- Task goal -
Output the data exactly, with every line intact.

- Material for this task -
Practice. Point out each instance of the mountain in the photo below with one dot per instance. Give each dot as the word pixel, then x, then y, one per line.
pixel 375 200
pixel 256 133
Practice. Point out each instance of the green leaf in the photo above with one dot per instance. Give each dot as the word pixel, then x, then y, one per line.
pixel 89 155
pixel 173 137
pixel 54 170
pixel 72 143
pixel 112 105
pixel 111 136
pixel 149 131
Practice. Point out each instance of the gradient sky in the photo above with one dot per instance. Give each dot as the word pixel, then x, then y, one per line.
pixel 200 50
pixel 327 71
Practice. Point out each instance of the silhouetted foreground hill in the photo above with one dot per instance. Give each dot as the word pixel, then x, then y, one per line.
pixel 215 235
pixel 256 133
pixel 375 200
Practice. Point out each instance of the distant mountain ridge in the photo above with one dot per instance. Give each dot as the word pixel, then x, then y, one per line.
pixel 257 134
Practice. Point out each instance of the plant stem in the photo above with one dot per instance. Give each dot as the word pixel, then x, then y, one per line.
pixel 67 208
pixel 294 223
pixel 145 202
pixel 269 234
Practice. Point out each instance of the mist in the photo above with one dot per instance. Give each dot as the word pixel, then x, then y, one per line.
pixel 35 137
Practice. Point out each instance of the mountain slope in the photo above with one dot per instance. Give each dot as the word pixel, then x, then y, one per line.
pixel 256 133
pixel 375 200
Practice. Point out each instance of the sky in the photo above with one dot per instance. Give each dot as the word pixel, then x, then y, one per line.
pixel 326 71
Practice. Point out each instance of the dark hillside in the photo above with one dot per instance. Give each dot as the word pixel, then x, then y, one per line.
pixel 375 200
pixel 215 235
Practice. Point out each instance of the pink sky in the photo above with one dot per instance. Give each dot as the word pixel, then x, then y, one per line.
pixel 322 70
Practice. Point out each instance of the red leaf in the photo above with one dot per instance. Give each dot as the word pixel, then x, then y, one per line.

- Answer in full -
Practice. Point out each instance of the mountain in the photo below with one dot per instance. Give each dot as the word pixel, then x, then y, one per line.
pixel 375 200
pixel 256 133
Practice. Point out each instance of the green leaf in the photo above with one dot per instance. Give each dot as the word pixel, then x, then y, one per line.
pixel 89 155
pixel 173 137
pixel 54 170
pixel 72 143
pixel 112 105
pixel 111 136
pixel 149 131
Practice. Point out each instance of the gradient sky in the photo above with one dot per instance. Give each dot as the word pixel, then x, then y, one per line.
pixel 200 50
pixel 327 71
Practice. Point out each instance of the silhouetted foreground hill in the photo above with one dot per instance. Give each dot as the word pixel, then x, then y, one per line.
pixel 215 235
pixel 256 133
pixel 375 200
Practice. Point out each instance of the distant mountain ridge in the photo above with one dot per instance. Give each dot as the word pixel, then x, then y, one per line.
pixel 257 134
Practice. Point out each instance of the plant stem in the photo above with one dot per instance. Give each dot as the word pixel, then x, then y, one per line.
pixel 67 208
pixel 294 223
pixel 145 202
pixel 269 234
Practice. Point out each instance of the mist in the photo above with one dot per instance. Give each dot as the word pixel, then x, then y, one per line.
pixel 35 137
Practice. Point out each instance of the mountain slope in the photo above with one dot per instance. Give each dot as the word pixel, then x, then y, one per line.
pixel 256 133
pixel 375 200
Practice. Point out each instance of the sky in the photo above with one dot per instance. Give each dot as the word pixel, then x, then y, one per line.
pixel 326 71
Practice. Point out each instance of the dark hillside in the photo above with one dot per instance. Give each dot as the word pixel, then x, then y, one per line.
pixel 375 200
pixel 215 235
Practice. Point out each instance of the pink sky in the photo above with one dot per instance. Give each dot as the word pixel, then x, then y, one per line.
pixel 322 70
Practice. Point out each instance of the red leaf in the photo above with one dot per instance. Give each dot as the word pixel, then x, then y, one per line.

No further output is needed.